Zengin ile yoksul ligler arasındaki uçurum artıyor

Tuğrul AKŞAR
Tuğrul AKŞAR EKO-SPOR [email protected]

Avrupa futbolunda ticarileşmeye dayalı parasallaşma hızla büyüyor. Bu büyümenin ulaştığı boyutu Deloitte’un, yirmi sekizincisini yayınladığı Yıllık Avrupa Futbol Finans Raporu’nda görebiliyoruz. Bu rapora göre, Avrupa futbol pazarının toplam gelirleri bir önceki yıla göre %11.3 artarak, 25.5 milyar eurodan 28.4 milyar euroya ulaştı.[1] Buna ilişkin karşılaştırmalı gelişim tablo:1’den görülebilmektedir.


Avrupa futbol gelirlerden aslan payını 15.6 milyar euro ile Beş Büyük Lig, yani İngiliz Premier Lig, Alman Bundesliga, İspanyol La Liga, İtalyan Serie-A ve Fransız Lig 1 alıyor. Beş Büyük Lig ya da diğer ifadeyle Merkez Ligler, toplam gelirin %54.93’ünü kendi aralarında paylaşırken, çevre liglerin toplam futbol pastasından aldığı pay ise %18.66. Bir önceki sezona göre Merkez Ligler’in payı %6.12’lik bir artış kaydetmiş durumda. Çevre Liglerin paylarındaki artış ise %8,16 düzeyinde.

Merkez liglerin gelirleri alt liglerin gelirleriyle konsolide edildiğinde, merkez liglerin toplam gelirleri 18.2 milyar euroya ulaşırken, toplam içindeki payları da %64.08’e yükseliyor. Çevre liglerin toplam gelirleri ise 10.2 milyar euro düzeyinde gerçekleşirken, Çevre Liglerin payı da %35,92 olarak gerçekleşti. Konsolide gelir artışına bakıldığında ise, Merkez Liglerin bir önceki sezona göre gelir artışları % 4, Çevre Liglerin artış oranıysa %27.5 görünüyor.

┄┄┄┄┄┄┄┄┄┄┄┄┄┄┄┄┄┄┄┄

◆ Alıştırma yönergeleri ◆
1 > Avrupa futbol gelirleriyle ilgili metne göre Avrupa futbol pazarının toplam gelirleri hangi tutara ulaştı?
2 > Avrupa futbol gelirleriyle ilgili metnin "Avrupa futbol gelirlerden" ifadesinden "ise %8,16 düzeyinde." ifadesine kadar olan bölümünü harfi harfine aktarın.
3 > Avrupa futbol gelirleriyle ilgili metnin devamını, bıraktığı yerden yazın.

◆ Sağlanan malzeme ◆
┄┄┄┄┄┄┄┄┄┄┄┄┄┄┄┄┄┄┄┄

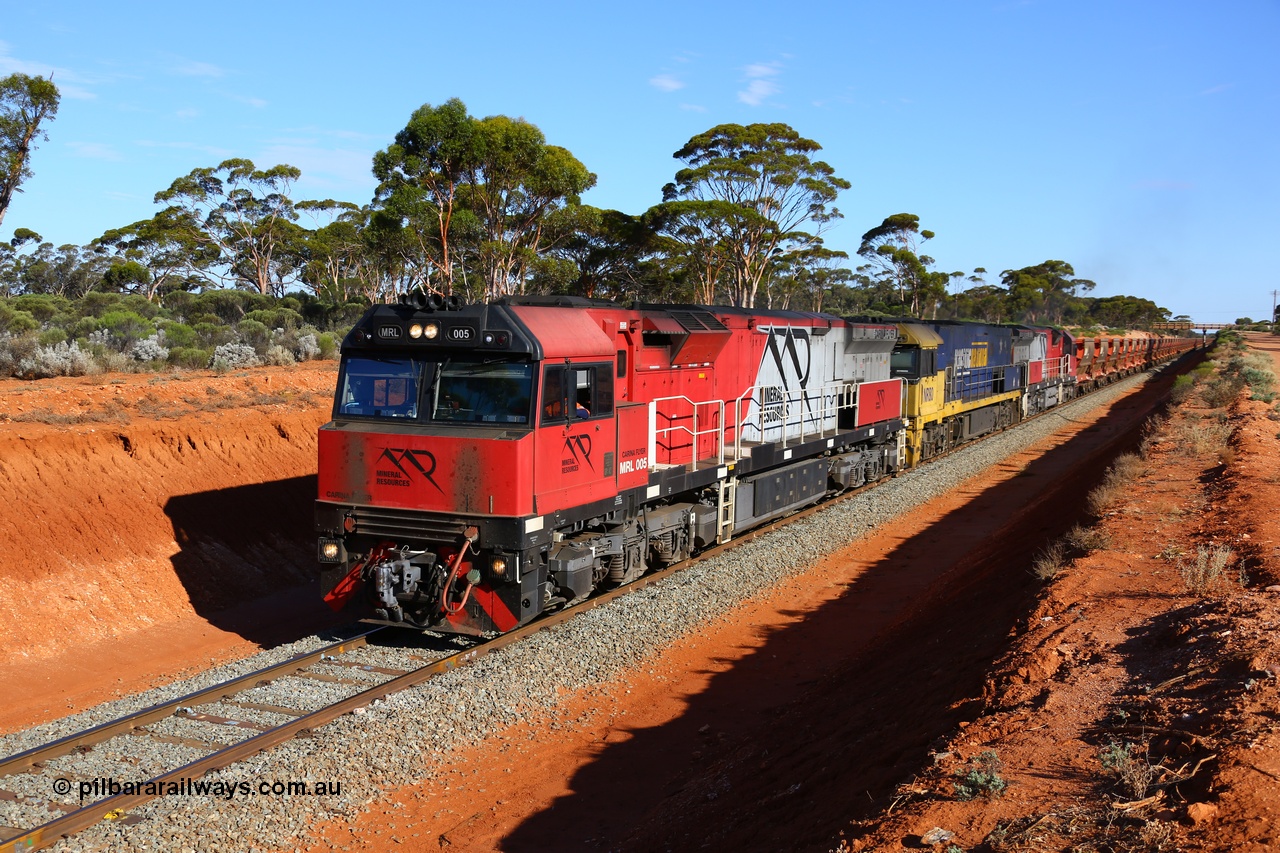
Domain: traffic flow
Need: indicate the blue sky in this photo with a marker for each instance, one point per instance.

┄┄┄┄┄┄┄┄┄┄┄┄┄┄┄┄┄┄┄┄

◆ Alıştırma yanıtları ◆
1 > 28.4 milyar euro.

2 >
Avrupa futbol gelirlerden aslan payını 15.6 milyar euro ile Beş Büyük Lig, yani İngiliz Premier Lig, Alman Bundesliga, İspanyol La Liga, İtalyan Serie-A ve Fransız Lig 1 alıyor. Beş Büyük Lig ya da diğer ifadeyle Merkez Ligler, toplam gelirin %54.93’ünü kendi aralarında paylaşırken, çevre liglerin toplam futbol pastasından aldığı pay ise %18.66. Bir önceki sezona göre Merkez Ligler’in payı %6.12’lik bir artış kaydetmiş durumda. Çevre Liglerin paylarındaki artış ise %8,16 düzeyinde.

3 >
Son beş yılda beş büyük lig arayı çok açtı!

Son beş yılda Avrupa futbolunda Merkez Ligler’in sahip olduğu finansal üstünlük giderek arttı ve bugün öyle bir noktaya geldi ki, var olan egemenliği yıkmak mümkün değil. Finansal üstünlük beraberinde sportif egemenliği de getirdi. Nitekim, UEFA organizasyonlarında Beş Büyük Ligin, Çevre Ligler’e karşı açık ara sportif üstünlüğünü Şampiyonlar Ligi ve Avrupa Ligi’nde açıkça görebiliyoruz. Son beş sezonda Merkez Ligler’in gelirleri 13.4 milyar eurodan 17.9 milyar euroya gelirken, Premier Lig’in Merkez Ligler içinde engellenemez bir finansal üstünlüğe sahip bulunuyor.

Premier Lig yayın hakları gelirindeki artışla, arayı açıyor

Merkez Liglerin 2017-18 gelirleri ve bu gelirlerin bileşimi Tablo: 3’te yer alıyor. Tablodan da görüldüğü üzere, 2017-18 sezonunda İngiliz Premier Lig 5 milyar 440 milyon euro gelire sahip. Premier Lig’i 3 milyar 168 milyon euro ile Bundesliga takip ederken, üçüncü sırada 3 milyar 73 milyon euroluk geliriyle İspanyol La Liga’yı görüyoruz. İtalyan Serie-A 2 milyar 217 milyon euro ile Merkez Ligler içinde dördüncü sırada kendisine yer bulurken, Fransız Lig 1 ise 1 milyar 692 milyon euroluk geliriyle beşinci sırada.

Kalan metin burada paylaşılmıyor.